Вы знаете, а мне нравятся нелюбимые Вами слова: решить, решение. По-славянски это значит: «освободить», «освобождение», «Cтрасти решительные» [24]. А представить себя в золотые времена, когда родители выбирают супруга, — ох, нет! Вероятно, это было более здраво, но я рада утрате такого здравия!
Спасибо Вам за Хайдеггера. Такой строгий и нежный перевод, удивительно.
Я писала бы и писала Вам дальше — мне всегда хочется это делать. Есть обычный испуг, что все хорошее «здесь» не задерживается. И слава Богу, что это не закон и что мне столько дано общаться с Вами и с Ольгой и со всем Вашим домом. Дай Вам Бог всего доброго!
Ваша
О.
Москва, 25.9.1996
Дорогая Ольга Александровна,
отвечаю на Ваше письмо, которое принесла вчера в университет француженка Мария, сразу, потому что мне кажется, у нас одинаковое настроение и по одинаковой причине. От беззащитной щедрости Вашего письма я почти плачу. Напоминая Ахматову, Вы вводите меня в неведомый для меня мир поэзии, как в свежий деревенский дом в детстве. «Буду черные грядки холить», я этого не понимаю иначе как сказанное Ахматовой о своем черном, как облике, как сне, как грозном напряжении, которое она не хочет уступить, хранит, как грядку в своем огороде. Она настаивает на своем праве быть черной, выхаживать в себе невидимое, ни для кого кроме как для тайной Софии. В черном она себя хоронит, как в земле, и верит, что через смерть невидимое вернет все и больше, с избытком. «Цветы из Русской земли» — в 1916 году это значит не из немецкой, т.е. с ревностью о правде всего мира, не частной; говорит Русской как именно не только русской, не русской, а всей Земли. Она, поэт, вынашивает через смерть Софию, этим Ахматова спасает, через гарантию самой собой, своей посвященностью и искренностью, тогдашние неосторожные речи о «народе-богоносце». Почему при всем том она несет «покаянную душу», когда речь идет о посвящении себя и служении, понять невозможно иначе как в том смысле, что душа всякая покаянна уже теперь и значит всегда. Я слышу это уже через современную ситуацию, считая ее опять же всегдашней в России, где жить и не влипнуть в грязь невозможно. Черные грядки и ее женское черное, обеспечивающее снежную белизна Адама, хранимую, чем Ахматова может гордиться, чернотой ее грядки. Тихое исступление, которое Вы здесь слышите, идет от откровения мужского-женского, которые должны оставаться отчаянно непримиримы, чтобы был мир («полюса»). У Гёте в Farbenlehre [25] синева неба (и воды), настаивает Гёте, создается только примесью черного к белому как свету, так что пушкинская синева («В синем море волны плещут В синем небе звезды блещут») должна тогда быть одновременным присутствием черного и белого.

**Данные для анализа**

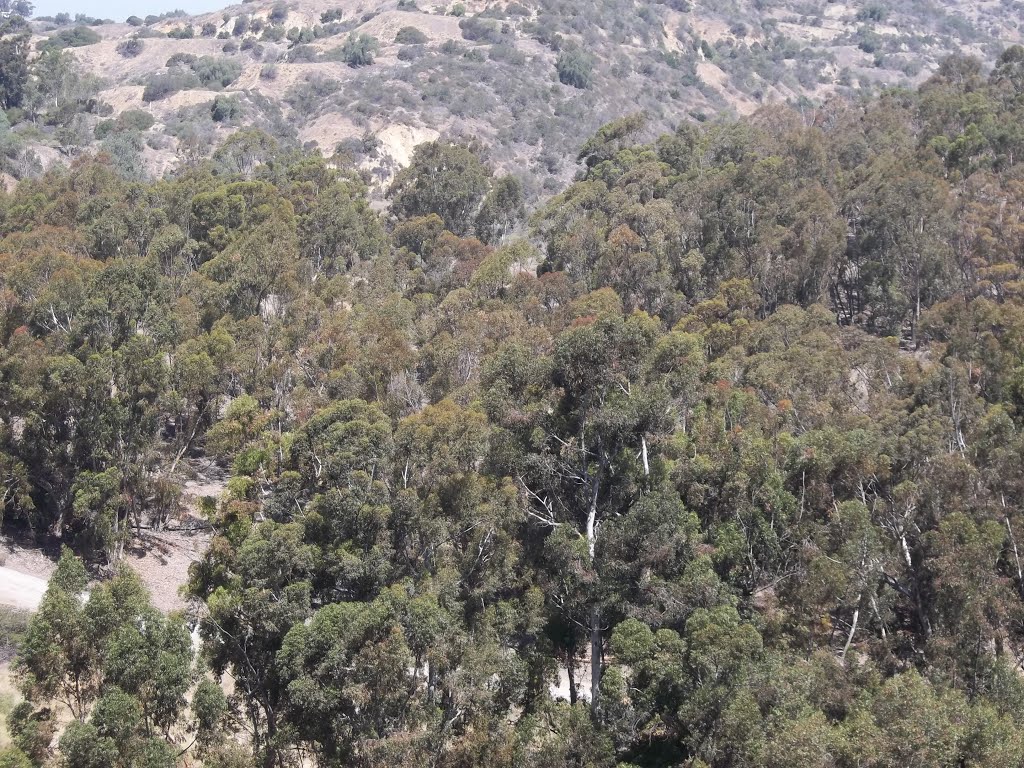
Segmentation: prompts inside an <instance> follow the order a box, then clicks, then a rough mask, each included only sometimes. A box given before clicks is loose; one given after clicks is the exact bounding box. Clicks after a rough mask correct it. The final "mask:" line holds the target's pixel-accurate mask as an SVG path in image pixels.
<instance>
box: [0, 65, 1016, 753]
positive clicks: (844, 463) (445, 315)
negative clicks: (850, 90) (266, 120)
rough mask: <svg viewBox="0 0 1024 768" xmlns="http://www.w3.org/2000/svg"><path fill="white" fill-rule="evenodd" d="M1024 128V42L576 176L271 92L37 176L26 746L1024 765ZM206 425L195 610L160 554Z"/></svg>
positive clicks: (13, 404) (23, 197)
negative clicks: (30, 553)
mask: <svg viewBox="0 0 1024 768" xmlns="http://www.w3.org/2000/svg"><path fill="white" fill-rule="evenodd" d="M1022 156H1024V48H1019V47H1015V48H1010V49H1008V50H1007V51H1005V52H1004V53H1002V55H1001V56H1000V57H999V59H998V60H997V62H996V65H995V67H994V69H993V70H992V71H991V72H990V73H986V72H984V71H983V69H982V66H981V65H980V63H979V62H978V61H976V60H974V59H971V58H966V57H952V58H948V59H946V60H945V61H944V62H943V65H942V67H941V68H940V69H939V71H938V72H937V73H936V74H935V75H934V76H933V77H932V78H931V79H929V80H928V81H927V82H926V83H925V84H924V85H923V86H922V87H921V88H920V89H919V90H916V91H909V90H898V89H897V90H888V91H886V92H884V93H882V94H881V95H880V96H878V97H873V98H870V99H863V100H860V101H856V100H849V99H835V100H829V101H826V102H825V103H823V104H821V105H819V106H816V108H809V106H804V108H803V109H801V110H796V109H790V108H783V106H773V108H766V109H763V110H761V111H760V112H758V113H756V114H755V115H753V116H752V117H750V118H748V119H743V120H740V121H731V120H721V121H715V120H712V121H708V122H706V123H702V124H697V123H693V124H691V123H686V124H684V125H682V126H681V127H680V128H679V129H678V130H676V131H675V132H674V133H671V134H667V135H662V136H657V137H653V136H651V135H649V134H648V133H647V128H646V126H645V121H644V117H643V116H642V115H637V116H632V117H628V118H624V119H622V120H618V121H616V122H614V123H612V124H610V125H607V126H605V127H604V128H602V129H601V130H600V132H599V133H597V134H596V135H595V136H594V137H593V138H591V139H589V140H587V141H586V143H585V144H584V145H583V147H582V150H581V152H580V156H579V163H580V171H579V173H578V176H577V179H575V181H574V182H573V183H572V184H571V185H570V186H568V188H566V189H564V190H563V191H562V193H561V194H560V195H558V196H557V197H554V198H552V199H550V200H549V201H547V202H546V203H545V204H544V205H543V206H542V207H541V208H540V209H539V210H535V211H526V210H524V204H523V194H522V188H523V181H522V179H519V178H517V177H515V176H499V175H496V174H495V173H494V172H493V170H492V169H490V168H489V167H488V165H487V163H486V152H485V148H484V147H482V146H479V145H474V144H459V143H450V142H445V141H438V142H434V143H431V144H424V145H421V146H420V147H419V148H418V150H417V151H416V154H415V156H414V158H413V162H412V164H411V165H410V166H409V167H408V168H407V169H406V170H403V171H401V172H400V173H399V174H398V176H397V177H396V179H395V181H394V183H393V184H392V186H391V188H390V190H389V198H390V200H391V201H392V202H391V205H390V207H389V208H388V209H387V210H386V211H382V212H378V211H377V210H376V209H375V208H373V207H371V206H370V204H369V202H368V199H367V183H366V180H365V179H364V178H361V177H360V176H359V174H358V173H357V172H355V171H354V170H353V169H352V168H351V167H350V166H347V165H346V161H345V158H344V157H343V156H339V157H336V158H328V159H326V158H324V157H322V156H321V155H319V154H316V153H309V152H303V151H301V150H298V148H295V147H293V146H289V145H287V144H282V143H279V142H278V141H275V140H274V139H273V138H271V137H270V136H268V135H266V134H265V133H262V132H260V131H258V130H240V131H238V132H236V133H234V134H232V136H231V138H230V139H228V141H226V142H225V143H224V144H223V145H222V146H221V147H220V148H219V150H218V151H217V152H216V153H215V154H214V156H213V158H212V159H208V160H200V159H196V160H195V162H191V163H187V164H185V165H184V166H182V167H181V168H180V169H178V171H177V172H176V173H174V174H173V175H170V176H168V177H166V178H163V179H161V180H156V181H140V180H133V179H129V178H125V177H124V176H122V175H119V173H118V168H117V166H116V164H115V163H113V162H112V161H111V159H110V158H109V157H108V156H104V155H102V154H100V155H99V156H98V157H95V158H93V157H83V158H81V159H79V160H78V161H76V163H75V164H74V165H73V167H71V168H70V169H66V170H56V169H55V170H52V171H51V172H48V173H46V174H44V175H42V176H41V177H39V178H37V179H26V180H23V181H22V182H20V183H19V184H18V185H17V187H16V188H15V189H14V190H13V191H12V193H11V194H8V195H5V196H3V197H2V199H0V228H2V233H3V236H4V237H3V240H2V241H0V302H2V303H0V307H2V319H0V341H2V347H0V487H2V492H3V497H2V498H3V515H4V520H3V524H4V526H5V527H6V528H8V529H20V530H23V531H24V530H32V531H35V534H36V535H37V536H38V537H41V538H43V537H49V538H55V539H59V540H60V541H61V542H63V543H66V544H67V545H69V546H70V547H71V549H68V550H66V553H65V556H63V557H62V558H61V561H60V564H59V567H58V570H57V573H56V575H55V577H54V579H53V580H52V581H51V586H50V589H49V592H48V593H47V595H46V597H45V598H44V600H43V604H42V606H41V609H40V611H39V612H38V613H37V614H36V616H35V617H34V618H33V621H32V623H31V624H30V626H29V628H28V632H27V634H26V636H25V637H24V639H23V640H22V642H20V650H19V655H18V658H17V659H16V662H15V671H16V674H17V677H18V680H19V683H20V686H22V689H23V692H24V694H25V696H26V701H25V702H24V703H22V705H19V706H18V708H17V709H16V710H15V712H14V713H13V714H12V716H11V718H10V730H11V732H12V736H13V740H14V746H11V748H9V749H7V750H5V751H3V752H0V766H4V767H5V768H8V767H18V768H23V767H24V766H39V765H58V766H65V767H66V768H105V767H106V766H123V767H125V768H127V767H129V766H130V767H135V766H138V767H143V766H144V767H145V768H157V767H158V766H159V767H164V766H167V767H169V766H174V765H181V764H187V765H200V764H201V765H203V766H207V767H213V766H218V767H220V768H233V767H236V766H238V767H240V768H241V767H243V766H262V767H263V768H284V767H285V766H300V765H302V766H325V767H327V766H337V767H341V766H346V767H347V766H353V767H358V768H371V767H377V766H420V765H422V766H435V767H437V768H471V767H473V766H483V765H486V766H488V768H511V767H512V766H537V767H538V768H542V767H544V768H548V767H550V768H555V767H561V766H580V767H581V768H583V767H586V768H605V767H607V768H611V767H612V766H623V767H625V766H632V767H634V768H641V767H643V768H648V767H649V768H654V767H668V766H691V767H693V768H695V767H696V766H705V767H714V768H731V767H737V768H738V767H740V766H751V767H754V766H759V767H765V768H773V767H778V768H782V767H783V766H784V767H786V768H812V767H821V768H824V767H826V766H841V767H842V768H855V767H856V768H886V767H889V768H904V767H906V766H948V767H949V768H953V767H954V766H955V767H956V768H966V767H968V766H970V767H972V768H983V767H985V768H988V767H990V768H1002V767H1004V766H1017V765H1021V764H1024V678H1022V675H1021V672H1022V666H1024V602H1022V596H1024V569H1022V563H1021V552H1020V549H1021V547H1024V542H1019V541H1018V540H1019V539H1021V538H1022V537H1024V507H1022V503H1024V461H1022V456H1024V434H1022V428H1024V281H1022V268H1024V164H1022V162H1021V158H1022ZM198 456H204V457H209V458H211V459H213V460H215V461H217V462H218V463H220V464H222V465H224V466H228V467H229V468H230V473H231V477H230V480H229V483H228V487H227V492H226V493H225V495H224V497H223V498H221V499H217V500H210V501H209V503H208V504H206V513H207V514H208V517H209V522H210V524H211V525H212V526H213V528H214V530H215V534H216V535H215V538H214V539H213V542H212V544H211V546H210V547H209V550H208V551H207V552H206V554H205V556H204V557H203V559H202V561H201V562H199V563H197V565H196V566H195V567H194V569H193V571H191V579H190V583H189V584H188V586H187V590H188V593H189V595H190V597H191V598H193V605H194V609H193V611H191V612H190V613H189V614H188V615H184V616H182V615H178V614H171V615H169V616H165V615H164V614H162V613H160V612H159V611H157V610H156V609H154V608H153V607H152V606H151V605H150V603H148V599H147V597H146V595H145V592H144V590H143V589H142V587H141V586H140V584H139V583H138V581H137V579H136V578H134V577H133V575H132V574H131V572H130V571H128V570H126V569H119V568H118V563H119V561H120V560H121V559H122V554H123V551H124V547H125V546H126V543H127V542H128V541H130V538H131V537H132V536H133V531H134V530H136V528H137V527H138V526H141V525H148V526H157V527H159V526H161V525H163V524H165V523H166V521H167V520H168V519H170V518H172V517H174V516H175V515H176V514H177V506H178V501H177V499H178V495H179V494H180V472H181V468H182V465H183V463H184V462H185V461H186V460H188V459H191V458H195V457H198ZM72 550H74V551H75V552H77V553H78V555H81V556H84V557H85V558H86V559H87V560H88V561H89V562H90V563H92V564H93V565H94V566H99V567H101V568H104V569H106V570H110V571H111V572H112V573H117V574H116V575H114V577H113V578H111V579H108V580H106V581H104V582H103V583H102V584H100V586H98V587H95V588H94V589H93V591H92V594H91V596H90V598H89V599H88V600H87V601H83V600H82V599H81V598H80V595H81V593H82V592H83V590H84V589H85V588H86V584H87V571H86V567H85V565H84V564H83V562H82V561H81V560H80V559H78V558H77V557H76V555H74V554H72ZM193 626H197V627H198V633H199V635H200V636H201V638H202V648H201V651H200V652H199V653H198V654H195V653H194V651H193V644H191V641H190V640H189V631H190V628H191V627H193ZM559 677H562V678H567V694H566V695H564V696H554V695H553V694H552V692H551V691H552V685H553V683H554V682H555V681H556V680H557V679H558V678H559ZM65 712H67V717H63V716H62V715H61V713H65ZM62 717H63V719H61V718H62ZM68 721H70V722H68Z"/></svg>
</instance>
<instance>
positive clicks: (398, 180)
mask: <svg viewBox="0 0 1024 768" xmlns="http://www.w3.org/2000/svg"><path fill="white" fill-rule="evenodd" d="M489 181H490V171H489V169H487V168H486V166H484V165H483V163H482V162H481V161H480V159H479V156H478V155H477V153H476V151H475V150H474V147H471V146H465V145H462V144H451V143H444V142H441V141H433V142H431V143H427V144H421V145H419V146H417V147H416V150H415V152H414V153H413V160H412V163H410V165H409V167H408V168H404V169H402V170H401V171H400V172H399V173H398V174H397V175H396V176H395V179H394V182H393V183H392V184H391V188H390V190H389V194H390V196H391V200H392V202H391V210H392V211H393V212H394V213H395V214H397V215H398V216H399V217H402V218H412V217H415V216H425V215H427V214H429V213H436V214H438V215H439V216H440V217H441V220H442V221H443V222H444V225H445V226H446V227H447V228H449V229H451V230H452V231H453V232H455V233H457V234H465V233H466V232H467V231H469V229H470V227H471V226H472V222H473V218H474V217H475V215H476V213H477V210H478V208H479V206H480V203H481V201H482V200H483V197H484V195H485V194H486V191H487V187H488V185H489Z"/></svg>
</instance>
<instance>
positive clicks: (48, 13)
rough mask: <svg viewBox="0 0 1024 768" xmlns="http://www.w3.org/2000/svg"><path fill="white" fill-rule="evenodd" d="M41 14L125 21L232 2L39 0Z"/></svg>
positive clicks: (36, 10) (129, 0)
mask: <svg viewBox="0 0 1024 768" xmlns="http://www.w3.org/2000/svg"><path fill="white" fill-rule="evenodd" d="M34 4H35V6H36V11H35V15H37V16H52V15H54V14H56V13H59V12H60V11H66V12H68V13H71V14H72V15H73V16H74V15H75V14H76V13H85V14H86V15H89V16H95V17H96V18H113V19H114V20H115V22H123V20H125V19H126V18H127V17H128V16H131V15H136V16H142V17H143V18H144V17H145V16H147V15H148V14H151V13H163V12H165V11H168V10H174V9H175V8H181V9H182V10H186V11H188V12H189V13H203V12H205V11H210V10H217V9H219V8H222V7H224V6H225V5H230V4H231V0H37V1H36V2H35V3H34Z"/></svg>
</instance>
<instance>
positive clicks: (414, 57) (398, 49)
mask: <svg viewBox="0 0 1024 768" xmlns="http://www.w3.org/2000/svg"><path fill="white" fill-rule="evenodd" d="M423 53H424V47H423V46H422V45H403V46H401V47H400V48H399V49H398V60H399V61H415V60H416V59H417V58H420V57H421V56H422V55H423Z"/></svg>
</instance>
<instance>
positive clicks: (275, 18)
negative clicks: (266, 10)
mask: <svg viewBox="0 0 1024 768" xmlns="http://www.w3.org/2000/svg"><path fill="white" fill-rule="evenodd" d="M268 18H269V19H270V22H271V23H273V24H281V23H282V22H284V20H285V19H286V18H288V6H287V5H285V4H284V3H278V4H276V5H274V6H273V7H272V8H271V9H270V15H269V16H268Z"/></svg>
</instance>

**Цель задания**
Верните из отрывка письма слово в слово фрагмент, начиная с «Вы знаете, а» и далее до «Бог всего доброго!» включительно. Материал к этому заданию отношения не имеет.

**Ответ**
Вы знаете, а мне нравятся нелюбимые Вами слова: решить, решение. По-славянски это значит: «освободить», «освобождение», «Cтрасти решительные» [24]. А представить себя в золотые времена, когда родители выбирают супруга, — ох, нет! Вероятно, это было более здраво, но я рада утрате такого здравия!
Спасибо Вам за Хайдеггера. Такой строгий и нежный перевод, удивительно.
Я писала бы и писала Вам дальше — мне всегда хочется это делать. Есть обычный испуг, что все хорошее «здесь» не задерживается. И слава Богу, что это не закон и что мне столько дано общаться с Вами и с Ольгой и со всем Вашим домом. Дай Вам Бог всего доброго!